SOURCE EXTRACT:
++++++
Interesting video. Watching the actual process around the half hour mark is intriguing. Seems far to good to be true though - can't guarentee that no anesthesia was administered I mean in this politically correct world I cannot see them using that alone - imagine the consequences of it NOT working or regaining complete feeling halfway through?

Placebo is a powerful thing though. I'm definetly looking into this more and perhaps taking a few reputable tapes seriously and seeing if it has ANY effect. I know i'll probably be told I have the wrong attitude or it's not professional but who knows..


----------



## percyblueraincoat (Jun 2, 2009)




----------



## ingenious53 (May 27, 2011)

It did not work for me, but if you want to try it I know where you can try it for free. 

Itunes....Joseph Clough....Podcast.


----------



## Kwirky (Jan 23, 2009)

If you are going to try hypnotherepy, make sure you go to a hypnotherapist that has a great deal of experience treating phobic conditions. I went to a hypnotherapist, and it was a fascinating experience (remembered afterwards everything that went on/was said) but she wasn't trained specifically for my type of issue, so I felt a little better but only temporarily

The other thing to be aware of is that social anxiety builds up over time and that if you have had it for years, it may take quite a number of sessions to get results and change pathways in your mind for the longer term (maybe you could politely ask if the hypno guru would make a CD recording of your session so u could listen again and again at home ). To be sure, seeing a really good hypnotherapist will cost you $$$, but if it helps, then its worth it


----------



## NumeroUno (Oct 23, 2009)

Kwirky said:


> quite a number of sessions to get results....To be sure, seeing a really good hypnotherapist will cost you $$$, but if it helps, then its worth it


them parts of your post are what completely puts me off the idea unfortunately and puts it on the same level as "psychic mediums" and "tarot card readers".

if you go once and feel nothing - "go again, takes time". if you go 10 times, drop a ton of cash on it you'll either get told "what works for some doesn't work for others - not open minded" or convince yourself it did something as a placebo cuz you just gone through thwts process and money for nada.


----------



## kazma (Jul 21, 2012)

hypnosis is just the placebo effect it will work only if you believe in it i myself have hypnotized people for fun but they have to have an open mind for it to work i have find it very hard to hypnotize very _rational minded people 
_


----------



## Sierpinski (Jun 17, 2012)

kazma said:


> hypnosis is just the placebo effect it will work only if you believe in it i myself have hypnotized people for fun but they have to have an open mind for it to work i have find it very hard to hypnotize very _rational minded people
> _


I must be terribly irrational then. Lol. The work I do is highly cognitive, so I hope I'm not irrational.


----------



## kazma (Jul 21, 2012)

no not terribly just a little bit lol convincers are used to help make it feel real for you if it work for you and you like the results good but dont spend too much money on it


----------



## Brendie56 (Jul 20, 2012)

My psych doc tried 4 sessions with me....  I really did feel like it calmed me, but then again I had my eyes closed, lights dimmed and a gentle talk from him. After it ended I felt anxious again.
++++++
ASSIGNMENT: Translate this sentence from the hypnotherapy thread into Spanish: "The work I do is highly cognitive, so I hope I'm not irrational."

SOURCE DATA:
++++++
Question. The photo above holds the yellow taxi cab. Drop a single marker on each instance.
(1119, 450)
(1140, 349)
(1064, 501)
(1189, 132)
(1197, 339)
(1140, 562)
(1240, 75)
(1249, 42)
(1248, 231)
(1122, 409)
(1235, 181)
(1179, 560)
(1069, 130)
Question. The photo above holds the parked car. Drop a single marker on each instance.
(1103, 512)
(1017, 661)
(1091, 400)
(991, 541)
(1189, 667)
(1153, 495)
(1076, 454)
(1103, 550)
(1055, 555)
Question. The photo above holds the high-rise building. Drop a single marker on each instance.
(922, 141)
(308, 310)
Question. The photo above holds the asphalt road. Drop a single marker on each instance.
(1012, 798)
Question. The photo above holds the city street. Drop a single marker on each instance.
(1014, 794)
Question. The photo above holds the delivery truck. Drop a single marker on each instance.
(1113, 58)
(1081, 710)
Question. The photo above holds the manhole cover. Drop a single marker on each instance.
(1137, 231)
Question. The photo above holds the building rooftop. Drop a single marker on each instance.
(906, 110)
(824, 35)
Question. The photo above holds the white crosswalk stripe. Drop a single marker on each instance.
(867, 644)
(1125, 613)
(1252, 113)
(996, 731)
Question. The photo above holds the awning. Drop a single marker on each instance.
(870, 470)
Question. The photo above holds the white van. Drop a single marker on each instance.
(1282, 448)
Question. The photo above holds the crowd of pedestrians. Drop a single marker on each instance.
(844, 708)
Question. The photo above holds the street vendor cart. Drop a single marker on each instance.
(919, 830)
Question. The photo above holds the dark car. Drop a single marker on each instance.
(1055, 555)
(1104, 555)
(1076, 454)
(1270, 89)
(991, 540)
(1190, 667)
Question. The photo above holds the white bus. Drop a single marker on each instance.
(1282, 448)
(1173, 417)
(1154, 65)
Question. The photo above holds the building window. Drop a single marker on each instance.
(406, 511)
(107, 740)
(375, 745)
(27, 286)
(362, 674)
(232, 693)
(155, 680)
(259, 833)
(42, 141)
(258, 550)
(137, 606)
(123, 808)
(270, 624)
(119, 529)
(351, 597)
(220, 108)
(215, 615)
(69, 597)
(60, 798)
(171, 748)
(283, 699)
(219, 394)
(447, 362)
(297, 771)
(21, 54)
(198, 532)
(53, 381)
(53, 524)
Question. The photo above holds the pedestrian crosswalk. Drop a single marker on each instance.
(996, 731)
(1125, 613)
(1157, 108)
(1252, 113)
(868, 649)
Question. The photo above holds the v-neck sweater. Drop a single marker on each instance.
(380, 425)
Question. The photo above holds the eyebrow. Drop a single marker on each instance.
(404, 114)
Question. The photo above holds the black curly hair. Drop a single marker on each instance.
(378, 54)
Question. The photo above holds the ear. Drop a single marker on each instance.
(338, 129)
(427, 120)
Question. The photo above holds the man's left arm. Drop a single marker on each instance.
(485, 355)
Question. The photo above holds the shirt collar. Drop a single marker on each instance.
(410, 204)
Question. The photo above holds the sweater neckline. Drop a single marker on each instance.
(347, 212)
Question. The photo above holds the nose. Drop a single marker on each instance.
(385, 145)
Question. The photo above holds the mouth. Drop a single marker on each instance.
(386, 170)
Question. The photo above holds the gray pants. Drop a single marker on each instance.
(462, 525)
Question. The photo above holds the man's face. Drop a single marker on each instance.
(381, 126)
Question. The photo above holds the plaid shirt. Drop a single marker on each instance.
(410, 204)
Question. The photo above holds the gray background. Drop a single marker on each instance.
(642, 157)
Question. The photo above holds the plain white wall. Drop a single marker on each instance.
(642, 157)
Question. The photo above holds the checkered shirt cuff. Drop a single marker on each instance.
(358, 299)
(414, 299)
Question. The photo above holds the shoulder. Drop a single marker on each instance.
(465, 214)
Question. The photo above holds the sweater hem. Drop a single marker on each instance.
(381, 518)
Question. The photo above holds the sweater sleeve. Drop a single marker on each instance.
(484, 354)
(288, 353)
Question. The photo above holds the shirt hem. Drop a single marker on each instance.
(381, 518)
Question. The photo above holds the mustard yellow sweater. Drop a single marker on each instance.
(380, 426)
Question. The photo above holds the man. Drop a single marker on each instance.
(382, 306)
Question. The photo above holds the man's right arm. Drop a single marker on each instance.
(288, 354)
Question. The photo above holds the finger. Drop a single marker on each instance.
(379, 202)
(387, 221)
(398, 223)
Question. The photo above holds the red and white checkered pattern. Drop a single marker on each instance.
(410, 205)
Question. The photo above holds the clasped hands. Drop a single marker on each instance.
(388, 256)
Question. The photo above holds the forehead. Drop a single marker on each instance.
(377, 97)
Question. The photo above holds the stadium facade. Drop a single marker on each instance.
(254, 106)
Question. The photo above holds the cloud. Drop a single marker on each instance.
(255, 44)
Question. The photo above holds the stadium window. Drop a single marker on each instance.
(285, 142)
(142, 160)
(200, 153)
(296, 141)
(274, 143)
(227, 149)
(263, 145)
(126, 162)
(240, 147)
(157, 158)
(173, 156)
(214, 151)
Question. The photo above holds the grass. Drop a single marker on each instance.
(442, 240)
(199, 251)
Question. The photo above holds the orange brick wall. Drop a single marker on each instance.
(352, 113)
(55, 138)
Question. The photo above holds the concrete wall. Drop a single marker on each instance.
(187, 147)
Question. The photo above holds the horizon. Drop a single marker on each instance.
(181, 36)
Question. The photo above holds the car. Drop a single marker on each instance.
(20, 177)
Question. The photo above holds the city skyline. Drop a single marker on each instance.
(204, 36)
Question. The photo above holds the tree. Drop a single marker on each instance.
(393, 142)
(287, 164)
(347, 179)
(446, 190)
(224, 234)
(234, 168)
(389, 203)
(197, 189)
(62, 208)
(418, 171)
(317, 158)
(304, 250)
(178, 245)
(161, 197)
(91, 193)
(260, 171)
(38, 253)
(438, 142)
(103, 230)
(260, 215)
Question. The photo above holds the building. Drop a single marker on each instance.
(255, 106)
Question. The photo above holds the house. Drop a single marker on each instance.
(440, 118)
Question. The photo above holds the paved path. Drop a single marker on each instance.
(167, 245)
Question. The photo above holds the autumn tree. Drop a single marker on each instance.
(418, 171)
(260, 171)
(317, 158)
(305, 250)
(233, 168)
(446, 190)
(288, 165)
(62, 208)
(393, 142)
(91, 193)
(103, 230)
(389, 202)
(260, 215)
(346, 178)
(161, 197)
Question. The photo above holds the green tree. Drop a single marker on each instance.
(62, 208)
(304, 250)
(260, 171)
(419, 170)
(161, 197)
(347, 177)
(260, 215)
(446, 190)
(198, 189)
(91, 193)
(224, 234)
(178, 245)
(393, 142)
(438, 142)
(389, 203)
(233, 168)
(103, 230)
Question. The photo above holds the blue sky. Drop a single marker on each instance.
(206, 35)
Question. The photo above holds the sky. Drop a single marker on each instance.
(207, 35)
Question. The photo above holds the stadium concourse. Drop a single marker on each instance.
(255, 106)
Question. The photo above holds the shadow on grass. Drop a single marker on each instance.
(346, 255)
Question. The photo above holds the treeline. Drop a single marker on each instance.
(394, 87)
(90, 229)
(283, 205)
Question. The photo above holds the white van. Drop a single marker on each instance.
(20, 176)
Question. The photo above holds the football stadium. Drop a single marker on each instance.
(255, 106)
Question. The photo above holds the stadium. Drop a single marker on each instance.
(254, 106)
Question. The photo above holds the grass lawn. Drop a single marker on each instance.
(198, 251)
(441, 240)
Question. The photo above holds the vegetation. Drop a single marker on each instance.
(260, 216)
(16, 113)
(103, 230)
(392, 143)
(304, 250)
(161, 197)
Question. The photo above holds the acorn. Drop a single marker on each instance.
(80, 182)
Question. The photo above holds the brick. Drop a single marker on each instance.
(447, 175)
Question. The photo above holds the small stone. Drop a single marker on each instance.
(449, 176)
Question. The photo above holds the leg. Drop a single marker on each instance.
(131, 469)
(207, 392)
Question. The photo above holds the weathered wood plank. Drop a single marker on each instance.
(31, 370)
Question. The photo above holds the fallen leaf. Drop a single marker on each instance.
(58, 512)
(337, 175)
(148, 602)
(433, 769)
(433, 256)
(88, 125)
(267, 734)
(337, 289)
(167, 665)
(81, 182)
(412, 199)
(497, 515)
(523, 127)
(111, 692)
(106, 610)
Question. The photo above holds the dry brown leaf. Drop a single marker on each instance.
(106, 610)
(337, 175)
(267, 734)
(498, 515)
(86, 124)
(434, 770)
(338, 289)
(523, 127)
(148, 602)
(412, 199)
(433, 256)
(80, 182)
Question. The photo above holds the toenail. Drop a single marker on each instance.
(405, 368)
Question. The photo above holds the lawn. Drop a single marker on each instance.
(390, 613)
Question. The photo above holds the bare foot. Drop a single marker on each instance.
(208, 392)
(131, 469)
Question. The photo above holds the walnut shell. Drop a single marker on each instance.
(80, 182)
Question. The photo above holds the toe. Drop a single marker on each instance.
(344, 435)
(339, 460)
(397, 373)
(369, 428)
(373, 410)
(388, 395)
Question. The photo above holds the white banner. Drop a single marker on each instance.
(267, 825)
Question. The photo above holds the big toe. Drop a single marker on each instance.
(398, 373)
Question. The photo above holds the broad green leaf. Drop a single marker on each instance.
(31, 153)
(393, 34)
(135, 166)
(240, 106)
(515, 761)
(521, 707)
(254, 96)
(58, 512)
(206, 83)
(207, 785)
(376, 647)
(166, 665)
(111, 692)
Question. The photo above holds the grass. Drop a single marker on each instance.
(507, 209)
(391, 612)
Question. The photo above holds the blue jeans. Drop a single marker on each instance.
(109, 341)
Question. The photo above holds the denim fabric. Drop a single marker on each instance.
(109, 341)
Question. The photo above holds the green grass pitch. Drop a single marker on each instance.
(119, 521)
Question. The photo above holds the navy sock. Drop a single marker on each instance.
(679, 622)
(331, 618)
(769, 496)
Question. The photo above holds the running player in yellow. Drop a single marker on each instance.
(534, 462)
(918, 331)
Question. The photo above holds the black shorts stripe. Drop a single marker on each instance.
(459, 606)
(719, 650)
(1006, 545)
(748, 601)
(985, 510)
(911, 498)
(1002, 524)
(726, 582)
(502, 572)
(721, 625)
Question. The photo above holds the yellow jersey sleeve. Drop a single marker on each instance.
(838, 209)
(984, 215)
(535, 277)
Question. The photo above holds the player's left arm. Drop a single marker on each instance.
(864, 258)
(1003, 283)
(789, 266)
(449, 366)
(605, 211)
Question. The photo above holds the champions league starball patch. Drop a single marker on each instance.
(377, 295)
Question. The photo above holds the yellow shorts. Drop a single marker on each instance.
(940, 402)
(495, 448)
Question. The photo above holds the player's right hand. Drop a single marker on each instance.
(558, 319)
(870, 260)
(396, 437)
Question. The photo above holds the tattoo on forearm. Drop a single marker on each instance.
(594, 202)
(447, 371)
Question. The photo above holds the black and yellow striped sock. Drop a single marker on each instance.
++++++
RESULT OF THE EXERCISE: El trabajo que hago es sumamente cognitivo, así que espero no ser irracional.